_Seitenauszug_
☆ ☆ ☆
Sry für Politik, aber hat doch entscheident mit dem Thema Kraftwerk (Fischhäcksler)-Aalauststerben zu tun.


----------



## hans albers (10. Februar 2011)

*AW: ...mal etwas zum Aal...einige "Aal-Gedanken" für 2011...*

yep...

aber warum gibt es dieser tage 
noch besatz von aalen in geschlossenen gewässern??


was soll das?

halte ich für problemtisch ,wenn auch nicht alleine
für ausschlaggebend

greetz
lars


----------



## ernie1973 (10. Februar 2011)

*AW: ...mal etwas zum Aal...einige "Aal-Gedanken" für 2011...*

Wow - lange nicht mehr soviel Resonanz in so kurzer Zeit bei einem Thema gesehen.

Danke für die vielen meist konstruktiven Beiträge - UND - auch wenn ich selber dem Aal nachhaltig helfen möchte, um ganz egoistisch AUCH in 10 Jahren noch einen zu entnehmen & zu räuchern, denke ich, dass man dem Aal durchaus helfen kann, OHNE gleich platt nach Fangverboten für Hobbyangler zu schreien.

Allerdings müßte dann auch mal über die Grenzen der Anglerschaft hinaus, Information & Sensibilisierung der breiten Masse für die Problematik erfolgen, um wirklich etwas zu erreichen!

Ich bin gespannt und bin selber nicht nur ein Freund des Aals zum Verzehr, sondern möchte gerne mithelfen, dass auch unsere Enkel diesen faszinierenden Fisch noch kennenlernen!

Dafür bedarf es aber weit mehr, als nur einigen wenigen Hobbyanglern, die durch Selbstverzicht politisch korrekt den Aalen die Freiheit schenken oder lassen, damit sie in der nä. Turbine landen, oder in eine Reuse schwimmen können!
☆ ☆ ☆
_Datenauszug_
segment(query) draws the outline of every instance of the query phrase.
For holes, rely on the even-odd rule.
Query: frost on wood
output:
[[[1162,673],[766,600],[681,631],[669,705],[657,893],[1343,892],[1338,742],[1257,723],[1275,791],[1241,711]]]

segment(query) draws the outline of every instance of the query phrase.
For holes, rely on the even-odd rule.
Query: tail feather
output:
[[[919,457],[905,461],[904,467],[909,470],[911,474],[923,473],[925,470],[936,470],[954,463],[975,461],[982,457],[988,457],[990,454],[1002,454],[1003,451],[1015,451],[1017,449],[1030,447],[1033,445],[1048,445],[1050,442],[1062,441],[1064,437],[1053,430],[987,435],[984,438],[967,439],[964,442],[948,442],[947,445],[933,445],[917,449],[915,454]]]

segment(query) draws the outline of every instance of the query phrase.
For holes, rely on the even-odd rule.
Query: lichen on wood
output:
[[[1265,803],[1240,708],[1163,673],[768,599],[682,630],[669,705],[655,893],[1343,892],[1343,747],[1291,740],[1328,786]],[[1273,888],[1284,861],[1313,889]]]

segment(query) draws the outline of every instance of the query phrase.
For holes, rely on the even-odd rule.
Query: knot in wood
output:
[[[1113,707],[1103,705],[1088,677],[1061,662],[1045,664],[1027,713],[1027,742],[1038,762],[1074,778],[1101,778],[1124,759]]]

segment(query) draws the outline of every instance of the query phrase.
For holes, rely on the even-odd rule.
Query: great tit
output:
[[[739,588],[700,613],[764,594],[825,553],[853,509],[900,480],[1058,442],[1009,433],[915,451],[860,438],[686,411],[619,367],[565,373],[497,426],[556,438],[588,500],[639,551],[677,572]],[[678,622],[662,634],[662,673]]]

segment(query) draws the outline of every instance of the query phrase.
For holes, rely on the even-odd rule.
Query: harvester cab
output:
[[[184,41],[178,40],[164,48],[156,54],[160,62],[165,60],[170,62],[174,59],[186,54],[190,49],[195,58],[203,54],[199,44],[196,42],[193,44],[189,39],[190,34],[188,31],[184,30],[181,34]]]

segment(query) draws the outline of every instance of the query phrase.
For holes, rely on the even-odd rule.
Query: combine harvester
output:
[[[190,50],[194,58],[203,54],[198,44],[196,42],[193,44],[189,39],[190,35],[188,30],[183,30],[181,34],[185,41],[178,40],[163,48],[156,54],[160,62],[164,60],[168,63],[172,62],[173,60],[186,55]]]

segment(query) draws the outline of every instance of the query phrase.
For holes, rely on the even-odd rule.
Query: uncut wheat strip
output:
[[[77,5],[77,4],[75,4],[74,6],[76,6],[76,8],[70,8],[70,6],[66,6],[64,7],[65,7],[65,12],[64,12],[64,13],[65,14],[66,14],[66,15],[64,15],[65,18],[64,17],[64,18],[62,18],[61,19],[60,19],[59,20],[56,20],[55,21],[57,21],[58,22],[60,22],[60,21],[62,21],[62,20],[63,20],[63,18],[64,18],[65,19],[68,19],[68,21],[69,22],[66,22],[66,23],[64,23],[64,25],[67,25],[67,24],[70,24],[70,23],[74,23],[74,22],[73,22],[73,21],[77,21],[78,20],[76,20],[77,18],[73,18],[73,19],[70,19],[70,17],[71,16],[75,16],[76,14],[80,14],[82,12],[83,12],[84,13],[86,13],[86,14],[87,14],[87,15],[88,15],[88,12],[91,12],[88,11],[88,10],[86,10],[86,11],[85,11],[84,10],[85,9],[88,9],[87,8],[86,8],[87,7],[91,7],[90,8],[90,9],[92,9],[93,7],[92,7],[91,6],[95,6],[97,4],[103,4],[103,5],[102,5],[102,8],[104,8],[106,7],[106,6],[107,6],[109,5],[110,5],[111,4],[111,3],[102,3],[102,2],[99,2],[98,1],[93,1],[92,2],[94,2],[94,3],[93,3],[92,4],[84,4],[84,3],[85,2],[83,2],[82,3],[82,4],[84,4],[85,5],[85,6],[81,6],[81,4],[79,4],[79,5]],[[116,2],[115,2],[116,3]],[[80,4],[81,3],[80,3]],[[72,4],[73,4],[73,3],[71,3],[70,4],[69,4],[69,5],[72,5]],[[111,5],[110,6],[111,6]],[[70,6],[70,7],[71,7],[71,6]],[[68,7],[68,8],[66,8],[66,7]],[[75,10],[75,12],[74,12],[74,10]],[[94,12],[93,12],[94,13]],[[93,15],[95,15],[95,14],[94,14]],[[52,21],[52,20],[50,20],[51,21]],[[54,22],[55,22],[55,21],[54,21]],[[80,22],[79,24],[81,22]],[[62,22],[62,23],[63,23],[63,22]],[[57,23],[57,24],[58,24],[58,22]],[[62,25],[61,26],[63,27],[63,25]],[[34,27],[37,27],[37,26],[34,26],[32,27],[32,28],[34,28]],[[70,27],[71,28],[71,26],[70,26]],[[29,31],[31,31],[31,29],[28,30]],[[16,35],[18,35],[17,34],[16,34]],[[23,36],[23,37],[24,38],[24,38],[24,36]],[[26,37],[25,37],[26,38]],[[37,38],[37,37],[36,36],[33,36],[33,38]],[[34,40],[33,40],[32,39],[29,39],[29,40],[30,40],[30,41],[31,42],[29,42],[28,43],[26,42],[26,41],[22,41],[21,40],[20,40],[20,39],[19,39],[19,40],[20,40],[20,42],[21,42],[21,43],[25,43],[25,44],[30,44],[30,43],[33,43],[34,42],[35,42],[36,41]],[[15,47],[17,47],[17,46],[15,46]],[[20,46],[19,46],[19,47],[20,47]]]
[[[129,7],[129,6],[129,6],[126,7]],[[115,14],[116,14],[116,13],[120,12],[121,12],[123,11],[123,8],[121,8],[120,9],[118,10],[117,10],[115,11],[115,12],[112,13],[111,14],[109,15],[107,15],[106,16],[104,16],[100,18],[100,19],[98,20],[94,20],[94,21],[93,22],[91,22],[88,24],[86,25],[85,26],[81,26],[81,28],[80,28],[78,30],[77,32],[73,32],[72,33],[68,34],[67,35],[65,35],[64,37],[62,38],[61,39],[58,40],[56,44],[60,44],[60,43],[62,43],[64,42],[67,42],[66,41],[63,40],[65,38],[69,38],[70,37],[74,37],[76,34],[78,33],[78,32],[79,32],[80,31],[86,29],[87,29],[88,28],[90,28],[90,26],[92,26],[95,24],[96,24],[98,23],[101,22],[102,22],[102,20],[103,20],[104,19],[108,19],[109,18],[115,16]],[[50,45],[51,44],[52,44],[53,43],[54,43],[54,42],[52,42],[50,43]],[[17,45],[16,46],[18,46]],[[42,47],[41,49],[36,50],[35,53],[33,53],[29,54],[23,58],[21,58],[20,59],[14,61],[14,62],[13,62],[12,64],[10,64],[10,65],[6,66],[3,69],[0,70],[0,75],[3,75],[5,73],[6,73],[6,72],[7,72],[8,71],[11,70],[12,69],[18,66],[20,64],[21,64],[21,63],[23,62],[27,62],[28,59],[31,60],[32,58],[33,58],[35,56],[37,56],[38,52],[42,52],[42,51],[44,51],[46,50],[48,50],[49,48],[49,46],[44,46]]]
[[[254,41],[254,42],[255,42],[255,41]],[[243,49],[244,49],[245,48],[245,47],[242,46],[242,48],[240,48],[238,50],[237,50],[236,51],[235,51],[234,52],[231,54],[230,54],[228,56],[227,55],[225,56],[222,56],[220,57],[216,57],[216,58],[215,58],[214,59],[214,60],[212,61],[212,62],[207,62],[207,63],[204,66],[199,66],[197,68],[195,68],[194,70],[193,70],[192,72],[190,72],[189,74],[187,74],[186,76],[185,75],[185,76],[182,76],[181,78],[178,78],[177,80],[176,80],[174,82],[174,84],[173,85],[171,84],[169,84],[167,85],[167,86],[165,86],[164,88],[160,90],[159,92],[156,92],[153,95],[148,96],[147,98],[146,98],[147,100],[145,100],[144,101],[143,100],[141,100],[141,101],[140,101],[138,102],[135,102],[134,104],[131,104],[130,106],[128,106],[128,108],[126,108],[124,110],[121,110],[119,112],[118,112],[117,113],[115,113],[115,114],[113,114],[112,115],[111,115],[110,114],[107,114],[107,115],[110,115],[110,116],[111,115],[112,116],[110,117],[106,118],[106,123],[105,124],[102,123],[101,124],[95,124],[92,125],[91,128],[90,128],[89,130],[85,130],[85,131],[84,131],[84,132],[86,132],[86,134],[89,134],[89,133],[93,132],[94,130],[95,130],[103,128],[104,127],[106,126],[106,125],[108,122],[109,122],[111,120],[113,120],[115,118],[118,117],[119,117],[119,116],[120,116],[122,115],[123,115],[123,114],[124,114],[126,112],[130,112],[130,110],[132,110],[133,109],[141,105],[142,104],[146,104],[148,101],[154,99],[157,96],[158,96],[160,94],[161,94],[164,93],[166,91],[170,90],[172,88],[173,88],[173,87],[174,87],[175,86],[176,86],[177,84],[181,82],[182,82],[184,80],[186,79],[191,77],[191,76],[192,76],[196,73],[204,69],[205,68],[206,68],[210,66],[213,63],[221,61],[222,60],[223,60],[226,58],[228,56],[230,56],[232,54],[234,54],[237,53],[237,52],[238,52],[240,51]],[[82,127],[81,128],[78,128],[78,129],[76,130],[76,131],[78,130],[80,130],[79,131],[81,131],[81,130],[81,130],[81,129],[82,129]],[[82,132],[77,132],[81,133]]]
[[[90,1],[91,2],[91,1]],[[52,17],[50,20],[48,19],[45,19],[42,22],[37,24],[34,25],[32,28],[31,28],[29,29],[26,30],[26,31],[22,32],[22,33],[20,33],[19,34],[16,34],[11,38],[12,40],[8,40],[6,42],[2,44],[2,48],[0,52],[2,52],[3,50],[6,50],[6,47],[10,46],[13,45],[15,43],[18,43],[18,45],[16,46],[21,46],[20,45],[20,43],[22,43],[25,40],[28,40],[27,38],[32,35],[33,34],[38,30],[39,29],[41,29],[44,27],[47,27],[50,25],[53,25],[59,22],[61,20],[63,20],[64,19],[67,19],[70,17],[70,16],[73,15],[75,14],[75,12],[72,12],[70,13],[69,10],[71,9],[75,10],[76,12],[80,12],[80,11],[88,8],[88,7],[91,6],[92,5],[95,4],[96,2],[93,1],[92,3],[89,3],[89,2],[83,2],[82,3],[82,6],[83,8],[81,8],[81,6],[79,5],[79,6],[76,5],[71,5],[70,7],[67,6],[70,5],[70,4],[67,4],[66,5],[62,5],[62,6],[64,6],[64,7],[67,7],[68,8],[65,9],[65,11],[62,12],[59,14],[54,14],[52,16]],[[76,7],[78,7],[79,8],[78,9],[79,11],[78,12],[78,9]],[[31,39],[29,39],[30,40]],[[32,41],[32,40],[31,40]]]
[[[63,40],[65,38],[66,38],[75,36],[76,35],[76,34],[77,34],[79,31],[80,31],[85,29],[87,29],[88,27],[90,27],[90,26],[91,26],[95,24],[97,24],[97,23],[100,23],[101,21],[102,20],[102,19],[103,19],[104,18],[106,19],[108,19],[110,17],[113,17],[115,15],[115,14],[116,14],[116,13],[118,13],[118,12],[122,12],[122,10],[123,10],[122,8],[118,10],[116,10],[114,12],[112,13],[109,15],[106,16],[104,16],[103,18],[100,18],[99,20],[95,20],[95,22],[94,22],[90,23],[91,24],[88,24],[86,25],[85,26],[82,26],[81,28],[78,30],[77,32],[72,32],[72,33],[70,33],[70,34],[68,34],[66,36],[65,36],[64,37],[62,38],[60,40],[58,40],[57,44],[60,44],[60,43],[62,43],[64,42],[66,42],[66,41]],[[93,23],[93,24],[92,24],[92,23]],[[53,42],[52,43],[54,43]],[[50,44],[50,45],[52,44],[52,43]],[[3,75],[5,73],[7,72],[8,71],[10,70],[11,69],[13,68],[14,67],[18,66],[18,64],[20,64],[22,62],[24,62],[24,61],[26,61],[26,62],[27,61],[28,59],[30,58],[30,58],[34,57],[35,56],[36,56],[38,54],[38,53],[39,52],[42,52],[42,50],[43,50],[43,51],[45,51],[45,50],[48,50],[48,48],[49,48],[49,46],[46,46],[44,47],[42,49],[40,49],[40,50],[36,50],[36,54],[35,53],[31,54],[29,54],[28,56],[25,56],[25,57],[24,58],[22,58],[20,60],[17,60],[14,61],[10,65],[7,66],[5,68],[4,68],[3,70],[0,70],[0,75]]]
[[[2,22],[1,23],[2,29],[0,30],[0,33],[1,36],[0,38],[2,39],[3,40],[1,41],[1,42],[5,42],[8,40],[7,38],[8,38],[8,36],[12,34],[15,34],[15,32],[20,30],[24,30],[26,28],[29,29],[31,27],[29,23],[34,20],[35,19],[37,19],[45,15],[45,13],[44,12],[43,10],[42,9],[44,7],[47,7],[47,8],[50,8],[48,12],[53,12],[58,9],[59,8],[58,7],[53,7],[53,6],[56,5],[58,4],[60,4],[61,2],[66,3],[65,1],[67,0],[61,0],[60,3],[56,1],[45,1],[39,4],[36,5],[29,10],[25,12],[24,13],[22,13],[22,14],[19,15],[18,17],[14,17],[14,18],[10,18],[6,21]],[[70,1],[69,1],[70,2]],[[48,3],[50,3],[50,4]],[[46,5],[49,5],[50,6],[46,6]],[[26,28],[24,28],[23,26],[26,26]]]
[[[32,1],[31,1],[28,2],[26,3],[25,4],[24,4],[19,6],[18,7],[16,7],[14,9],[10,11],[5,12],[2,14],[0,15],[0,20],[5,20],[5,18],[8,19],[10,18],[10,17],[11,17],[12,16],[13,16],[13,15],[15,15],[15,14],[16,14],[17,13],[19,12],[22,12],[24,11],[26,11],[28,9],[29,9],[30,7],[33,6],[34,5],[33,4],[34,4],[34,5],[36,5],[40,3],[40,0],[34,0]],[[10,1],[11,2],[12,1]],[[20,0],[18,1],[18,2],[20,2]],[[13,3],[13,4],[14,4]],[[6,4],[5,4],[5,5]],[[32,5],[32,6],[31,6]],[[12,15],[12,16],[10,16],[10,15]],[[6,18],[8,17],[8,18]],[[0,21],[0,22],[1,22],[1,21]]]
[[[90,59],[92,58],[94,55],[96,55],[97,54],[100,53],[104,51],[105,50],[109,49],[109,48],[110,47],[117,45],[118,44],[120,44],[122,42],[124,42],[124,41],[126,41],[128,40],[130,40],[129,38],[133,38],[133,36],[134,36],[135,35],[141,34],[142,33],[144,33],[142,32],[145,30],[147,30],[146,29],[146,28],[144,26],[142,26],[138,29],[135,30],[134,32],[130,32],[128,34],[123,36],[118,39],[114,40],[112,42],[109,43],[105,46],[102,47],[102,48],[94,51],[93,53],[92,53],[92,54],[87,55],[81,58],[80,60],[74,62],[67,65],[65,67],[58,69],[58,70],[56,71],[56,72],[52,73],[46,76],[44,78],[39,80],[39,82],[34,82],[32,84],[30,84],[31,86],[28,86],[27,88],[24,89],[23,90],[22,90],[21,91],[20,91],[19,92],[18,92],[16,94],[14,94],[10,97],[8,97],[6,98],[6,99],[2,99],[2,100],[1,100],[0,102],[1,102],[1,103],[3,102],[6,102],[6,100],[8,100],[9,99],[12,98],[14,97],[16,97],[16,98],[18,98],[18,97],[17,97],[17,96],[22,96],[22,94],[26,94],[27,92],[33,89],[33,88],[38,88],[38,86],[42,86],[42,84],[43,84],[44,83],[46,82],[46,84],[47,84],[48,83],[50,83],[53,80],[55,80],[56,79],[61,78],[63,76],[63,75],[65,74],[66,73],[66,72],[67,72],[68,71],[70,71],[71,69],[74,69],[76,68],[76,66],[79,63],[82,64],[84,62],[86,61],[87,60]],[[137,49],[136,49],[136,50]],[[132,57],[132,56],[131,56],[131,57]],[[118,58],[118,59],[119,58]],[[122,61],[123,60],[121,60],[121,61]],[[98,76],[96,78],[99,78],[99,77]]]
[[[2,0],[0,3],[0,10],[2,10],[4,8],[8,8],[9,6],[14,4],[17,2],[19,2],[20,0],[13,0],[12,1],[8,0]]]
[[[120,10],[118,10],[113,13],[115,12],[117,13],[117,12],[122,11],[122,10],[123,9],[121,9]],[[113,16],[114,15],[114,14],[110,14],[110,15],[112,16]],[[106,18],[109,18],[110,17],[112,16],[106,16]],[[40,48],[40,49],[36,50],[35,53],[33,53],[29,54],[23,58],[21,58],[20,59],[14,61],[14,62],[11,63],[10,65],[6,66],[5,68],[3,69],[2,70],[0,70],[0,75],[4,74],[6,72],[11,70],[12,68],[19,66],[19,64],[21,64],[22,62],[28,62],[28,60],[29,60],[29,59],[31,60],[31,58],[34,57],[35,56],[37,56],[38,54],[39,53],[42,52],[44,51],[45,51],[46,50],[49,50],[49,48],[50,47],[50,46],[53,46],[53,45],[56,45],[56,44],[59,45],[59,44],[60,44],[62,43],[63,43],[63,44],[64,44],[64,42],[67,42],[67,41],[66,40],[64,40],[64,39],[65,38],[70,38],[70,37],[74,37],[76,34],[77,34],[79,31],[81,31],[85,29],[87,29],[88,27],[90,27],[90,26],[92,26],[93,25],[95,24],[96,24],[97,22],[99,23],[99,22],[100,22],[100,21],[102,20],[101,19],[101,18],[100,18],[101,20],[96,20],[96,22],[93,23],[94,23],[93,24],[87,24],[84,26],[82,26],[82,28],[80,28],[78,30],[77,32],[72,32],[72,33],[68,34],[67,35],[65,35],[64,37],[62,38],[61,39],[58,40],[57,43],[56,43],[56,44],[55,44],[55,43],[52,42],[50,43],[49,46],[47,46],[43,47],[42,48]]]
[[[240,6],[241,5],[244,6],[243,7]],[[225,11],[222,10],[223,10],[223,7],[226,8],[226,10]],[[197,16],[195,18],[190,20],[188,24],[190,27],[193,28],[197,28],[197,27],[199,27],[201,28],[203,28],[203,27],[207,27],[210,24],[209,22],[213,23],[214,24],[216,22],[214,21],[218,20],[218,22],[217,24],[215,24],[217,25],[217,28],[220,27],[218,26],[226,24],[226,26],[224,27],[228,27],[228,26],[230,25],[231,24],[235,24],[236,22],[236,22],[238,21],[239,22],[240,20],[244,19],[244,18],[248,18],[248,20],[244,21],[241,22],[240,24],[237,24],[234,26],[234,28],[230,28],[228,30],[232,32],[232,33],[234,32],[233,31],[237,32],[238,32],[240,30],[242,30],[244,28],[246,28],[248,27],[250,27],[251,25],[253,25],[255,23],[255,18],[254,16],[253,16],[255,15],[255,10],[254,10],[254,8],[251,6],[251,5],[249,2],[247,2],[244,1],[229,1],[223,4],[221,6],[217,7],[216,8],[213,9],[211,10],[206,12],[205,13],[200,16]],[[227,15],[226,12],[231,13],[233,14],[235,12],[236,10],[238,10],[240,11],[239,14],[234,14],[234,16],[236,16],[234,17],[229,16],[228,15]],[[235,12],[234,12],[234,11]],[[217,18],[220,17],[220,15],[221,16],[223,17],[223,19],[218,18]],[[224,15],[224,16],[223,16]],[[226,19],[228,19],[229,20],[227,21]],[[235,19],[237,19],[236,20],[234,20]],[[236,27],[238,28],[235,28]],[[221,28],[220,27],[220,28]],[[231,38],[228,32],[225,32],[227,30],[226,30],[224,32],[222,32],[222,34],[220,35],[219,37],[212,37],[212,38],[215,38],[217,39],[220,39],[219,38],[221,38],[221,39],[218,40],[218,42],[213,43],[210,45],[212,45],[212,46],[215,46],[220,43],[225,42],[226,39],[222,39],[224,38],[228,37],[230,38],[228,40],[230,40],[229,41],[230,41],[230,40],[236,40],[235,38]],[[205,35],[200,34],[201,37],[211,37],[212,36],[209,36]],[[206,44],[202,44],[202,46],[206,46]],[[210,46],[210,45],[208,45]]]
☆ ☆ ☆
Gib den Seitenauszug von „Wow - lange“ bis hinunter zu „etwas zu erreichen!“ noch einmal wieder und tausche dabei „Resonanz“ gegen „Zuspruch“.

_Antwort_
Wow - lange nicht mehr soviel Zuspruch in so kurzer Zeit bei einem Thema gesehen.

Danke für die vielen meist konstruktiven Beiträge - UND - auch wenn ich selber dem Aal nachhaltig helfen möchte, um ganz egoistisch AUCH in 10 Jahren noch einen zu entnehmen & zu räuchern, denke ich, dass man dem Aal durchaus helfen kann, OHNE gleich platt nach Fangverboten für Hobbyangler zu schreien.

Allerdings müßte dann auch mal über die Grenzen der Anglerschaft hinaus, Information & Sensibilisierung der breiten Masse für die Problematik erfolgen, um wirklich etwas zu erreichen!